§ Apply what you read
#1 Duplicate the part of the Transformer architecture text starting with "Now that we've" and going on through "the complete architecture.".
#2 In the Transformer architecture text, why should a reader click on the encoder or decoder blocks before clicking on a component in the interactive diagram? Answer in one to three sentences.
#3 Write the next part of the Transformer architecture text, picking up after its last line about decoder input.

Full Transformer Architecture
The Complete Picture
The Transformer architecture consists of an encoder and a decoder, each composed of a stack of identical layers. The encoder processes the input sequence, while the decoder generates the output sequence.
Now that we've explored the key components (attention mechanism, multi-head attention, and positional encoding), let's see how they all fit together in the complete architecture.
Interactive Architecture Diagram
Click on any component to learn more about its role in the Transformer architecture.
Note: Click on the encoder or decoder blocks to see their internal components. Then click on any component to learn more about it.
Data Flow Through the Transformer
Let's walk through how data flows through the Transformer architecture:
- Input Processing: The input tokens are converted to embeddings and combined with positional encodings.
- Encoder Processing: The embedded input passes through multiple encoder layers, each containing:
- Multi-head self-attention mechanism
- Feed-forward neural network
- Layer normalization and residual connections
- Decoder Input: The decoder starts with a special start token and previously generated tokens (during inference).

Referring expression pointing data:
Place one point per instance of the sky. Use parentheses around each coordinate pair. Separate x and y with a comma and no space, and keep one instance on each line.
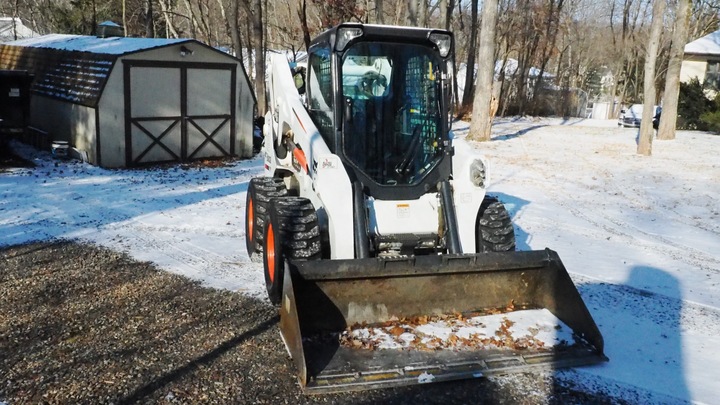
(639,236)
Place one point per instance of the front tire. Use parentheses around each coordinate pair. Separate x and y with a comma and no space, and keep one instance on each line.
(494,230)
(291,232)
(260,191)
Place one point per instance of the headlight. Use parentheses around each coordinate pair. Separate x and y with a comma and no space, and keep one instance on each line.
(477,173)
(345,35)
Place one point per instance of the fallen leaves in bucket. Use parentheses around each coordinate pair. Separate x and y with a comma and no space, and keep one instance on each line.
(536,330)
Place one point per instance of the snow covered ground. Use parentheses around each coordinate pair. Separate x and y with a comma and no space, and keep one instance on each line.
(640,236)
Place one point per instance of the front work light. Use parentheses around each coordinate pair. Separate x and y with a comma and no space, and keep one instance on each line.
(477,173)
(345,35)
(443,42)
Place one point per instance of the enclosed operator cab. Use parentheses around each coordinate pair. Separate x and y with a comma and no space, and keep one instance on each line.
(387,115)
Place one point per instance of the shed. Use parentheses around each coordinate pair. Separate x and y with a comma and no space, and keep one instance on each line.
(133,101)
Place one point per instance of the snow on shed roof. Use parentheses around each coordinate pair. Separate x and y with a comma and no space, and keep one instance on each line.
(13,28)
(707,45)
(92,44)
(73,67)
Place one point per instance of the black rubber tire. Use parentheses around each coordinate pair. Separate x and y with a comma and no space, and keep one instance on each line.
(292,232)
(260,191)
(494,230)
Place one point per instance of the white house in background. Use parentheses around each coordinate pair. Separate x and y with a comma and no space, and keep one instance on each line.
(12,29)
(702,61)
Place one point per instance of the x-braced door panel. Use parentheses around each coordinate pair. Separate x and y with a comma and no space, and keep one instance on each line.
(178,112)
* * *
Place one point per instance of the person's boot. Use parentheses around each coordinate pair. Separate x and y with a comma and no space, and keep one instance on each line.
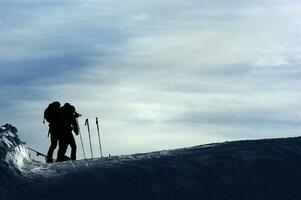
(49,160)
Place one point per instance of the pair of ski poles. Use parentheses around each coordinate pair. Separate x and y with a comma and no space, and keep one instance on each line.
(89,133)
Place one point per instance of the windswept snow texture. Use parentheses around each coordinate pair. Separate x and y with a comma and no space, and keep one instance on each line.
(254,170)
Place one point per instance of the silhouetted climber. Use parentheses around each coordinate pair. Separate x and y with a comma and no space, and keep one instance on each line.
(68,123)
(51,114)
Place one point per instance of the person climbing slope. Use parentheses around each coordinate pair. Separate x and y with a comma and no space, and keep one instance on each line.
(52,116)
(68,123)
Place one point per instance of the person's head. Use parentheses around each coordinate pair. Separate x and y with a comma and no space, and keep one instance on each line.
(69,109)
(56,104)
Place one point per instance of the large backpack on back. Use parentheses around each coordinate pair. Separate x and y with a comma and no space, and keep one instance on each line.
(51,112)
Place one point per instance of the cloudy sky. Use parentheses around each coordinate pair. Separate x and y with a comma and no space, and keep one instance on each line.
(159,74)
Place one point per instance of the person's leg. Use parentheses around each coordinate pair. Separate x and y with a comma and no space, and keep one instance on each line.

§ Task answers
#1
Now that we've explored the key components (attention mechanism, multi-head attention, and positional encoding), let's see how they all fit together in the complete architecture.

#2 Clicking on the encoder or decoder blocks shows their internal components. Once those components are visible, any one of them can be clicked to learn more about it.

#3
- Decoder Processing: Each decoder layer processes the data through:
- Masked multi-head self-attention (to prevent looking at future tokens)
- Multi-head cross-attention over the encoder output
- Feed-forward neural network
- Layer normalization and residual connections
- Output Generation: The decoder output is passed through a linear layer and softmax to produce probabilities for the next token.
- Autoregressive Generation: During inference, the predicted token is added to the decoder input, and the process repeats until an end token is generated or a maximum length is reached.
Transformer Variants
Since the original Transformer paper in 2017, many variants have been developed for different applications:
BERT (Bidirectional Encoder Representations from Transformers)
Uses only the encoder part of the Transformer for bidirectional context understanding. Pre-trained on a large corpus and fine-tuned for specific tasks.
GPT (Generative Pre-trained Transformer)
Uses only the decoder part of the Transformer for autoregressive text generation. Pre-trained on a large corpus and fine-tuned for specific tasks.
T5 (Text-to-Text Transfer Transformer)
Uses the full encoder-decoder architecture but frames all NLP tasks as text-to-text problems. Pre-trained on a diverse set of tasks.
Vision Transformer (ViT)
Adapts the Transformer architecture for computer vision tasks by treating image patches as tokens. Achieves state-of-the-art performance on image classification.
These variants demonstrate the versatility and power of the Transformer architecture across different domains and tasks.